Provide again, from the entries below, every line from the one containing "Expected: one point per instance of the leather" through the one containing "point(64, 304)", exactly as written, and no other line.

★ ★ ★ ★

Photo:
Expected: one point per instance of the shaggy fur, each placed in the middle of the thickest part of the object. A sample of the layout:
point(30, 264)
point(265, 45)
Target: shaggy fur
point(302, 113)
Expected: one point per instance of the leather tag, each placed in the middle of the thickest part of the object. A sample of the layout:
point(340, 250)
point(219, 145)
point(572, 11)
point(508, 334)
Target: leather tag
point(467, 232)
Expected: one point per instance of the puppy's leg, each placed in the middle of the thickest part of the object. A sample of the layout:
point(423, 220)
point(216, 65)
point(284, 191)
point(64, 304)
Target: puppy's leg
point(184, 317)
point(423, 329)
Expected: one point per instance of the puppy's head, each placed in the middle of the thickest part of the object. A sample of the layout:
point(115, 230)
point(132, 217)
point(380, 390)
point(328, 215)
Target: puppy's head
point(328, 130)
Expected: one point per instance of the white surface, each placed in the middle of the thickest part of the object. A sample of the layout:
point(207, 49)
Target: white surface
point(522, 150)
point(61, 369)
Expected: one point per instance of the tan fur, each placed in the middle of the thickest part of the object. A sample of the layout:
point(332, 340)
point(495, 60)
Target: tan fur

★ ★ ★ ★

- **Answer space**:
Expected: one point per instance of the leather tag, each placed in the middle of the thickest part of the object. A sample of the layout:
point(340, 250)
point(219, 145)
point(572, 11)
point(508, 334)
Target: leather tag
point(467, 232)
Expected: one point per instance of the puppy's leg, each placed in the middle of the thickest part of the object. A sample of the layout:
point(423, 220)
point(216, 65)
point(284, 191)
point(64, 304)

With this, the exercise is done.